[INSTRUKSI TERTULIS 1] Jelaskan bagaimana teks tentang orang munafik dalam peperangan membandingkan hasil perang Badar dengan hasil perang Uhud.
[INSTRUKSI TERTULIS 2]
Jawablah pertanyaan berikut berdasarkan teks tentang orang munafik dalam peperangan.
(a) Perang apa yang disebut sebagai contoh peperangan yang diikuti orang munafik?
(b) Pihak mana yang mengalami kekalahan dalam perang Uhud?
(c) Bagaimana keadaan pihak muslim pada awal perang Uhud?
[INSTRUKSI TERTULIS 3] Tuliskan kembali bagian teks tentang orang munafik dalam peperangan antara "Sedangkan orang munafik, ketika" dan "walaupun awalnya menang.", termasuk kedua bagian itu.

[TEKS YANG DIBERIKAN]
···
Sedangkan orang munafik, ketika mereka ikut dalam sebuah peperangan, seperti perang badar, peperangan itu dimenangkan oleh pihak muslim. Sedangkan saat perang uhud, dan orang-orang munafik mengundurkan diri tidak mengikuti perang, pihak muslim mengalami kekalahan, walaupun awalnya menang.
···
[DATA YANG DIBERIKAN]
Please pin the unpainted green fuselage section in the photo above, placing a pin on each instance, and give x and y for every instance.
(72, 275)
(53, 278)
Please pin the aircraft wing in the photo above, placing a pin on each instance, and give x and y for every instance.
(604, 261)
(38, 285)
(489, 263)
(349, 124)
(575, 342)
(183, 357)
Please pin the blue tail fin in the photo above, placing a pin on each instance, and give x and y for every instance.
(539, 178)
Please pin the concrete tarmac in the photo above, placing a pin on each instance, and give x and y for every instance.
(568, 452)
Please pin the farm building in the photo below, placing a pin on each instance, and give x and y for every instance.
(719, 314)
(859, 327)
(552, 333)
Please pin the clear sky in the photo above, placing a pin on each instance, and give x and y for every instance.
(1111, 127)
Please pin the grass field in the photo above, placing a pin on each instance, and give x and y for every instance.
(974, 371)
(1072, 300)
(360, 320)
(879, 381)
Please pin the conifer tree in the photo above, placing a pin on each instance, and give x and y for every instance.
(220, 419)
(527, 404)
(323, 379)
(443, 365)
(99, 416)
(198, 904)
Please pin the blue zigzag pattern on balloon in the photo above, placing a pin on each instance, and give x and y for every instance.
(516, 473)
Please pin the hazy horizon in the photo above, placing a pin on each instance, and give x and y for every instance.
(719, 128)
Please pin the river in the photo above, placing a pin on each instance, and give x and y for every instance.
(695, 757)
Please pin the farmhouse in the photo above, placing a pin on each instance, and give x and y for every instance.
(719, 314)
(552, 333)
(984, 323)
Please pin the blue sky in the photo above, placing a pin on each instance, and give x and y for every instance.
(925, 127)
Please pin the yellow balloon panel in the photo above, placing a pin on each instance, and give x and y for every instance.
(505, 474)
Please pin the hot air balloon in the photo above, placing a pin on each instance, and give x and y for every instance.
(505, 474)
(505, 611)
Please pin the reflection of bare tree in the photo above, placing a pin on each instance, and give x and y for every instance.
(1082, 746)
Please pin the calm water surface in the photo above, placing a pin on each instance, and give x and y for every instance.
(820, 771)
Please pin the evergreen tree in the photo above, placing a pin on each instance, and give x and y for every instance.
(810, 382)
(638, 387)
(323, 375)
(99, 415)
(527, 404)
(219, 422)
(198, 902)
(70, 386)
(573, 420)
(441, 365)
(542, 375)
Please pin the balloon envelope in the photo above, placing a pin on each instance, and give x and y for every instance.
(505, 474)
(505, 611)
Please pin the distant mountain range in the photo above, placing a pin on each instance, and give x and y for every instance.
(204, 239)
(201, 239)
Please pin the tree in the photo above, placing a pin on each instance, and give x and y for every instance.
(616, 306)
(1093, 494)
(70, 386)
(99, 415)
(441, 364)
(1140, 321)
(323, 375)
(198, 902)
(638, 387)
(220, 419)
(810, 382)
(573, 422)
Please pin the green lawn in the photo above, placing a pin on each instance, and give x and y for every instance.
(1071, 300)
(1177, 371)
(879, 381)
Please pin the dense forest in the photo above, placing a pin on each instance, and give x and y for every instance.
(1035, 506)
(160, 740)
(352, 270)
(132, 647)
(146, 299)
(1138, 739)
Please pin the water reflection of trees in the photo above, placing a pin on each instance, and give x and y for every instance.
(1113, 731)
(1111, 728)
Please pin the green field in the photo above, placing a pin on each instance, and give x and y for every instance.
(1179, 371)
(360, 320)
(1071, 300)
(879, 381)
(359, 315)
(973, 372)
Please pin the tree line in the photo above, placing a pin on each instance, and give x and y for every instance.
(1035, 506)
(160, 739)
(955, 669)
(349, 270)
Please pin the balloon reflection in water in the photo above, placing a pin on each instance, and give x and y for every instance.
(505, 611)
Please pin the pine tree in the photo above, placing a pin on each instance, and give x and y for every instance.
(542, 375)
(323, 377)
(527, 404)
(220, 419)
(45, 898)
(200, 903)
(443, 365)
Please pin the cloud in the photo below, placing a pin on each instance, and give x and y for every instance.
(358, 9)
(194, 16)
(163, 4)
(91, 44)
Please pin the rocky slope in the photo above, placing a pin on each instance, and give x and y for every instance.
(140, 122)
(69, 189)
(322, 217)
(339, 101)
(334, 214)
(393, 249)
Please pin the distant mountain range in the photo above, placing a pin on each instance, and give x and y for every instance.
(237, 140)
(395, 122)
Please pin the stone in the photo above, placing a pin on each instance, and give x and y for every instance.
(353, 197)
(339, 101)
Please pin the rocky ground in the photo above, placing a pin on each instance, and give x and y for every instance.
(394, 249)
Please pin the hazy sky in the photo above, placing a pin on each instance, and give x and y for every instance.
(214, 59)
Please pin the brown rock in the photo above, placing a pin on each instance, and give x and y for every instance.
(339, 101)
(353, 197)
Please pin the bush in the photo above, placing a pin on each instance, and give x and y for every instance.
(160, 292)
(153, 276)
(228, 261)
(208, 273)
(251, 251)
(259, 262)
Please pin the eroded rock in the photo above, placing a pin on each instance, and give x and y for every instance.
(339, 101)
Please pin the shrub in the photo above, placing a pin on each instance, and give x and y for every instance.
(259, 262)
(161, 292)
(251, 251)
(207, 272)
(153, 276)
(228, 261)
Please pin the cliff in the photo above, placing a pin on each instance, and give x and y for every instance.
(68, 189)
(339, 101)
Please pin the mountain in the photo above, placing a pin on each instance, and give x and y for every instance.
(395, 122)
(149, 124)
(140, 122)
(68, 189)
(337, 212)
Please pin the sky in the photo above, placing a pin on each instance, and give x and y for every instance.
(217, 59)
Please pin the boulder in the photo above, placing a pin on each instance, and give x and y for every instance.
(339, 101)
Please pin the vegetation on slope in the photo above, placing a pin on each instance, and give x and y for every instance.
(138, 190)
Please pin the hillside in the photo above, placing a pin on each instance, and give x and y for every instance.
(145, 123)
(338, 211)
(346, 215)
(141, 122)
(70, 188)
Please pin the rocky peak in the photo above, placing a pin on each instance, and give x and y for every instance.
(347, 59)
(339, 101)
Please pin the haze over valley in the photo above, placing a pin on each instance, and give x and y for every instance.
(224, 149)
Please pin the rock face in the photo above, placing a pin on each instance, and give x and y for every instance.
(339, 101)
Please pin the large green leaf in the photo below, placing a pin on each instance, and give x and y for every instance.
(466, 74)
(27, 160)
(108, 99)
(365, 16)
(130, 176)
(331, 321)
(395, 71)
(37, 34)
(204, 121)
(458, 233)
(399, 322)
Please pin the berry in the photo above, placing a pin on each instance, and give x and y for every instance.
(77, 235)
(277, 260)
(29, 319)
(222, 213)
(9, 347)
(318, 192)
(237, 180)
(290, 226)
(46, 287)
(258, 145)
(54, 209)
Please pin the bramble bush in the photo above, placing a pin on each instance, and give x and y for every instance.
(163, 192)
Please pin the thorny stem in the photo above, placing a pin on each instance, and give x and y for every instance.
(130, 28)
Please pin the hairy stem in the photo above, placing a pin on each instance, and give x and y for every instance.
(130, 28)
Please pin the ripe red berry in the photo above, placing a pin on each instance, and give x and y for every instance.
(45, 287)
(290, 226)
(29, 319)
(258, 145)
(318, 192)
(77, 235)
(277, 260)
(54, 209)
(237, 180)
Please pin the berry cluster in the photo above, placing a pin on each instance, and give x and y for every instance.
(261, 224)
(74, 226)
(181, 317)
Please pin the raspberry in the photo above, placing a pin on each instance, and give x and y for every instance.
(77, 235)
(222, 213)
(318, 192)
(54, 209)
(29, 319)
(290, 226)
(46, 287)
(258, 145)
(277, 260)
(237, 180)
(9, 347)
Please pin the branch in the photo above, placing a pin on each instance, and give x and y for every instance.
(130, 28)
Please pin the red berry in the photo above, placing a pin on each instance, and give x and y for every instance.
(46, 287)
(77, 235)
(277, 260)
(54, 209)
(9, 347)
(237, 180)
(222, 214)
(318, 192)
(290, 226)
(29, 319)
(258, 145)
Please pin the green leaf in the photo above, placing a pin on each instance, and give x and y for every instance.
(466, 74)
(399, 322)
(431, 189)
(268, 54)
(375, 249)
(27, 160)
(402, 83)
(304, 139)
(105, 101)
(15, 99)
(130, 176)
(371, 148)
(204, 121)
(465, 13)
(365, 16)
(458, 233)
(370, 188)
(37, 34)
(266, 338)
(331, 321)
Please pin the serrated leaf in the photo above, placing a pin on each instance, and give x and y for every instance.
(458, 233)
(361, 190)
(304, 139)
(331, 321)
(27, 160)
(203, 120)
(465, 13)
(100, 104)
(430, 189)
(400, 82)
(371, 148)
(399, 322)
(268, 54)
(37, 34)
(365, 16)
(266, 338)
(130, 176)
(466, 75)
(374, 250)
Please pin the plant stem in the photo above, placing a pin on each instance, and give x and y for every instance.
···
[JAWABAN BENAR 1] Dalam perang Badar, orang-orang munafik ikut berperang dan pihak muslim menang. Dalam perang Uhud, orang-orang munafik mengundurkan diri dan tidak ikut berperang. Pihak muslim kalah dalam perang itu, walaupun awalnya menang.

[JAWABAN BENAR 2]
(a) Perang Badar.
(b) Pihak muslim.
(c) Pihak muslim awalnya menang.

[JAWABAN BENAR 3]
Sedangkan orang munafik, ketika mereka ikut dalam sebuah peperangan, seperti perang badar, peperangan itu dimenangkan oleh pihak muslim. Sedangkan saat perang uhud, dan orang-orang munafik mengundurkan diri tidak mengikuti perang, pihak muslim mengalami kekalahan, walaupun awalnya menang.